Data to process
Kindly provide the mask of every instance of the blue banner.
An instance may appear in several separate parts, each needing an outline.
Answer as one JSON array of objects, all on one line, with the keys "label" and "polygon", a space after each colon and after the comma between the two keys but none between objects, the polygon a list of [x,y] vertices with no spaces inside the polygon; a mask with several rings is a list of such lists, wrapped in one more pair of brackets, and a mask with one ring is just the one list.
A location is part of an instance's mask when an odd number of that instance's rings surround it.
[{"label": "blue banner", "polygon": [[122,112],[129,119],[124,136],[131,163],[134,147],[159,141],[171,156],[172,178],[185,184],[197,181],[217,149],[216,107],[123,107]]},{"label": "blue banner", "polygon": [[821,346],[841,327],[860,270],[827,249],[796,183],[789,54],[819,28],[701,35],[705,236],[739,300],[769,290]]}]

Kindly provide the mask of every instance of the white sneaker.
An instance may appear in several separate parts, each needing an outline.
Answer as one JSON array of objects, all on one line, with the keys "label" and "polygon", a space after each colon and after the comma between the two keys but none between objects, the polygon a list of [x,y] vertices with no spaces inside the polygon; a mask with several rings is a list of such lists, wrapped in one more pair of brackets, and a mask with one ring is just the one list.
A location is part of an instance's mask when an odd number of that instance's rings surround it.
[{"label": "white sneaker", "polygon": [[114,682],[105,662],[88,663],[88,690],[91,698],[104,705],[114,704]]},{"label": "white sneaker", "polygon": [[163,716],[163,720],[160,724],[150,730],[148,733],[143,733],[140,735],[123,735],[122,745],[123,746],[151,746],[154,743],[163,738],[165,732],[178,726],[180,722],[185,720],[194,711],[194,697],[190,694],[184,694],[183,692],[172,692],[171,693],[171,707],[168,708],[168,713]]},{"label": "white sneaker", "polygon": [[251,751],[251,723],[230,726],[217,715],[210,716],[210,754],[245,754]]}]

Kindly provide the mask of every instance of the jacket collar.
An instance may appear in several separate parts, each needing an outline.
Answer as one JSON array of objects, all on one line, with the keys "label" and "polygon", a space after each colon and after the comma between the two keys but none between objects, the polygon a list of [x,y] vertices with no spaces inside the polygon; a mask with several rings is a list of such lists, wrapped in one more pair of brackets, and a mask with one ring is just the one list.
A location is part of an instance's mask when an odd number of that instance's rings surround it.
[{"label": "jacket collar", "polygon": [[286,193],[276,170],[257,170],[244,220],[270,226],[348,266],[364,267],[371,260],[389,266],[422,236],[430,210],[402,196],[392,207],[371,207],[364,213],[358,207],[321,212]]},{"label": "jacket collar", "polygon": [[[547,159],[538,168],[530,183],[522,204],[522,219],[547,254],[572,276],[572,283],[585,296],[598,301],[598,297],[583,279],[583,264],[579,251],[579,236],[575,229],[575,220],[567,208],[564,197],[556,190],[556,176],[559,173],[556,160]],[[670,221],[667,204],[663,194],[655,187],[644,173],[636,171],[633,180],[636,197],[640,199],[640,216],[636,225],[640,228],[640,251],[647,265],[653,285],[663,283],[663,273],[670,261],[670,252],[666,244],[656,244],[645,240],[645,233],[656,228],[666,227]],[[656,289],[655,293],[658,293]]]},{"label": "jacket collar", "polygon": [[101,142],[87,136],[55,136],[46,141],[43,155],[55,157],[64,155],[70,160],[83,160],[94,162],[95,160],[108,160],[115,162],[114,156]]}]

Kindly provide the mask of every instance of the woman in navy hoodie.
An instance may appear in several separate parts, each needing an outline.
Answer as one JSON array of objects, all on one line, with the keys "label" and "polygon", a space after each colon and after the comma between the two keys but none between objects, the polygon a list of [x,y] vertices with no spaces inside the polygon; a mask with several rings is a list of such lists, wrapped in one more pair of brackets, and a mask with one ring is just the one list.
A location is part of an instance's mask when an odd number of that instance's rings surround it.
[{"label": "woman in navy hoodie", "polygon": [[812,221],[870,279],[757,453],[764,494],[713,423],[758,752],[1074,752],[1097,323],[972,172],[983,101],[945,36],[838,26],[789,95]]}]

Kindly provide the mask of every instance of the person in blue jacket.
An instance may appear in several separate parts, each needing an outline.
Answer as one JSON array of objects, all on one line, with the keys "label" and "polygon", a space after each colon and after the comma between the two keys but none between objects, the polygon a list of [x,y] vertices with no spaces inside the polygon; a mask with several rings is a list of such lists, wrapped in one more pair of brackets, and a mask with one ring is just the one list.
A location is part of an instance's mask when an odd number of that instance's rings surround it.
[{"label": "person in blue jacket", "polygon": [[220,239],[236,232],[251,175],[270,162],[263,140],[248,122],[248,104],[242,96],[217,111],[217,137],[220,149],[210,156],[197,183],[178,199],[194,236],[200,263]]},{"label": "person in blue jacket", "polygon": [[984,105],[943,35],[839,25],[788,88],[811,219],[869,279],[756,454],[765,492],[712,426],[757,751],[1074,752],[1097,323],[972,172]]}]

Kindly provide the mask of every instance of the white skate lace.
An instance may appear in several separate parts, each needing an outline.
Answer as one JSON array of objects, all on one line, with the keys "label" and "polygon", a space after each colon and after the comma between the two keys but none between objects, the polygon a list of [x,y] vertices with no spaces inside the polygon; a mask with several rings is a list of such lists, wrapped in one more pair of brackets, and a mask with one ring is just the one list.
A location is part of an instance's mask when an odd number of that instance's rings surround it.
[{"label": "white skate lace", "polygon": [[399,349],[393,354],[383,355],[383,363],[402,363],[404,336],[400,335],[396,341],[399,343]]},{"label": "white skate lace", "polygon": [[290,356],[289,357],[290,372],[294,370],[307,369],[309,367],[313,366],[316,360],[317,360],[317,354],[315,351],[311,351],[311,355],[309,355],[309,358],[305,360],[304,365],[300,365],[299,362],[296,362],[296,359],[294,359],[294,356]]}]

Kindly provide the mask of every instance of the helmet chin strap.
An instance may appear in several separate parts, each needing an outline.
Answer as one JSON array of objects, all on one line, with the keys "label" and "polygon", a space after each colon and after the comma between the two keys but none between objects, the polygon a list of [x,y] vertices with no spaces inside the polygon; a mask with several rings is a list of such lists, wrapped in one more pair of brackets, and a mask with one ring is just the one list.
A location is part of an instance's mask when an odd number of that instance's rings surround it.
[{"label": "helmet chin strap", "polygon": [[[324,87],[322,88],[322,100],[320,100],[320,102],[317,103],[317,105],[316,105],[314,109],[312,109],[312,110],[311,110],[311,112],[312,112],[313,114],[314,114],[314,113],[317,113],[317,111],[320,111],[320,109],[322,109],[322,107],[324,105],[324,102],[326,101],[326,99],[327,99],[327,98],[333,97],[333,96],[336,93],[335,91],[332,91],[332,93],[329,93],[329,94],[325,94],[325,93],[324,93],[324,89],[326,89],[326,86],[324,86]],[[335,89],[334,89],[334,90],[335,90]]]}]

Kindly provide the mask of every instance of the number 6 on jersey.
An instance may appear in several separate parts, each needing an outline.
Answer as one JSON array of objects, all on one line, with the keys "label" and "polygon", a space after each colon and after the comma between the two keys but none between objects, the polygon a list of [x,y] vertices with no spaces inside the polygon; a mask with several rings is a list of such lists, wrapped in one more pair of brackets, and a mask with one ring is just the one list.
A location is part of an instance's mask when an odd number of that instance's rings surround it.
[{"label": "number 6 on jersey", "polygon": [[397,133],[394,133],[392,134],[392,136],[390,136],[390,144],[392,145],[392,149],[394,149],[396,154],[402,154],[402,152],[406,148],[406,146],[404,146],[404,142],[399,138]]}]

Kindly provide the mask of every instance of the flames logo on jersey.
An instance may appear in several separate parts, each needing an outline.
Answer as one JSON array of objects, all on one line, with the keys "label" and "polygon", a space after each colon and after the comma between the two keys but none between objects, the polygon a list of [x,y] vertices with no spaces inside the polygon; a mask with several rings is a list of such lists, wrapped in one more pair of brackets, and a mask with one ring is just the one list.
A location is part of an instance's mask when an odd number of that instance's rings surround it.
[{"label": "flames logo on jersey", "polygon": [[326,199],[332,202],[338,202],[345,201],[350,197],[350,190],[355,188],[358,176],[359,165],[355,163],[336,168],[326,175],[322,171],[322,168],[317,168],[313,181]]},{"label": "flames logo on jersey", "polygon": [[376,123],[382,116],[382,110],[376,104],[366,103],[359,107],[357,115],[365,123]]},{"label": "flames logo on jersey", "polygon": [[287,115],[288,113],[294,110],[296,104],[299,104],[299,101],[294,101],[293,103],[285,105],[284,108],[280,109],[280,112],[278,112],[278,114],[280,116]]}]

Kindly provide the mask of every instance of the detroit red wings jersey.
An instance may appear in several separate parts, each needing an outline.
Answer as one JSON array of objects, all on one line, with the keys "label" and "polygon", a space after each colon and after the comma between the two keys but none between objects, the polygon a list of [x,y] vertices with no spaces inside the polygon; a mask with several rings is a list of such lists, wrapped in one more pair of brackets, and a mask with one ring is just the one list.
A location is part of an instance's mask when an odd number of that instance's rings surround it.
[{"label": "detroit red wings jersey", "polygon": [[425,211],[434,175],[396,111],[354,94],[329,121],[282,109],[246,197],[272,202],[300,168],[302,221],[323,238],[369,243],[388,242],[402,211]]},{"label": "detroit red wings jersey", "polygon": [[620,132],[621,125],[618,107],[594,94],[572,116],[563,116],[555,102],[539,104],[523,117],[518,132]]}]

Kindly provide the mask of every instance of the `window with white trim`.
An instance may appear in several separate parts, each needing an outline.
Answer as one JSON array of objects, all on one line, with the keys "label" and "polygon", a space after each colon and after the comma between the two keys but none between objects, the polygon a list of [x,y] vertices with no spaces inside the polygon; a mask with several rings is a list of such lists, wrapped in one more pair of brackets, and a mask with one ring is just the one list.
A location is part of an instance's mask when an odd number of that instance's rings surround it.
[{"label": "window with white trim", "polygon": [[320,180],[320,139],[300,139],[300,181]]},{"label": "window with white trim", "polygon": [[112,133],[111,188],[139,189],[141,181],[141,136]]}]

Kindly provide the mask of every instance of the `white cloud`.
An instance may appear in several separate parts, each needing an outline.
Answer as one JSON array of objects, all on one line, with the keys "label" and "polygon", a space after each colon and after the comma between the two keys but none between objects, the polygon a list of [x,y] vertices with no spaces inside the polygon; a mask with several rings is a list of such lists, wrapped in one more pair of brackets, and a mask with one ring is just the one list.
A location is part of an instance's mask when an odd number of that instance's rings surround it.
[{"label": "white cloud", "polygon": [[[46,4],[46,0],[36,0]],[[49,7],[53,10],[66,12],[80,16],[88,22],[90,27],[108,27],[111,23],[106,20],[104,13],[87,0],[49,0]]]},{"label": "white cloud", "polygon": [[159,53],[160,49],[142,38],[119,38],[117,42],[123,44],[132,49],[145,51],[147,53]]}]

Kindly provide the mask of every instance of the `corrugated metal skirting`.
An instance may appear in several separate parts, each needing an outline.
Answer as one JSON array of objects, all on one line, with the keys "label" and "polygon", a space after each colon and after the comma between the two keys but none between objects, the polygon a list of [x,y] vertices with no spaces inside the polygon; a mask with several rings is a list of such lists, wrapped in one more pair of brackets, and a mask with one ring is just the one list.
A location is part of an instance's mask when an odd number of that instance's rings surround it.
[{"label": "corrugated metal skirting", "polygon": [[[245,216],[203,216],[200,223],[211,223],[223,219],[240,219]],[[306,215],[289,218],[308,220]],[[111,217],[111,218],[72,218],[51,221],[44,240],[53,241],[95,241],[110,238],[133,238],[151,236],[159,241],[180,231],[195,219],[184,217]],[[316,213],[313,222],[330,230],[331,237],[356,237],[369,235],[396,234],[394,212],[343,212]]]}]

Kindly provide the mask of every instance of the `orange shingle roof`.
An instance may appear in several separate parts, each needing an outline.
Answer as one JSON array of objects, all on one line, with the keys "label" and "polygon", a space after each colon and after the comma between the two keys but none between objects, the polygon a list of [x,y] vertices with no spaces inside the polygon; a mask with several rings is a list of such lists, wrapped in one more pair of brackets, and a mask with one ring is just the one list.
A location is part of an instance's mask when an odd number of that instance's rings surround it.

The task
Show each line of the rows above in which the word "skate" appears.

Response for this exercise
Kindly provide the mask of every instance of the white skate lace.
[{"label": "white skate lace", "polygon": [[399,349],[393,354],[383,355],[383,363],[402,363],[404,336],[400,335],[396,341],[399,343]]},{"label": "white skate lace", "polygon": [[290,356],[289,357],[290,372],[294,370],[307,369],[309,367],[313,366],[316,360],[317,360],[317,354],[315,351],[311,351],[311,355],[309,355],[309,358],[305,360],[304,365],[300,365],[299,362],[296,362],[296,359],[294,359],[294,356]]}]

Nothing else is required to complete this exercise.